Around three years ago, Valley Health – a regional health system based in rural Virginia was facing challenges while recruiting critical-care physicians for its flagship hospital and referral center.
That’s reflective of a nationwide challenge, with just half of acute-care hospitals with intensive-care beds boasting intensivist coverage, according to a recent assessment by the Society of Critical Care Medicine’s education committees. The shortage of critical-care physicians is likely to increase in the coming years. Demand for those services is projected to grow as the U.S. population ages.
Valley Health found that recruiting specialists in rural areas is a challenge. Dr. T. Glen Bouder, medical director of critical care at the system’s flagship Winchester (Va.) Medical Center said that the center faced with a demand for intensivist services and a slow and challenging rate of recruitment of physicians.
This put a strain on the hospital’s limited ICU staff, especially during night shifts. Staff had to allocate their attention to admissions and “putting out fires” in the ICU, rather than manage the other beds and prepare patients for discharge as soon as possible, Bounder said.
Thus, in 2017 the hospital decided to work with a clinical services provider focused on remote critical care, to monitor patients.
Winchester Medical Center now has just a single intensivist on-site at night, who’s charged with overseeing any admissions, emergencies or procedures.

- [AVAILABLE DATA]:
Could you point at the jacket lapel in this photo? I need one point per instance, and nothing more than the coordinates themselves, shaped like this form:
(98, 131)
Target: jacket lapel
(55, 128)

- [WHAT YOU WILL DO]:
Pick up the article about Valley Health's critical-care staffing right after its last sentence and keep it going. The material above comes from a different source than the article about Valley Health's critical-care staffing.

- [RESULT]:
Otherwise, an off-site care team from the company Advanced ICU Care remotely manages patients via video and audio equipment. The team comprising of intensivist including nurses and respiratory therapists, has access to hospital’s electronic health record system and electronic feeds of patient’s physiological data.
Bouder said now they have active management of patients at night on top of the usual care provided during the day.
In Winchester Medical Center’s first year using teleICU services, the hospital reduced its ICU mortality rate by 32% compared with outcomes predicted by the version of the Acute Physiology and Chronic Health Evaluation it uses, known as APACHE IVa. The hospital reduced its ICU length of stay by 34%.
It also saved costs, since without tele-ICU, the hospital would have had to continue to try to recruit three to four more intensivists for night shifts.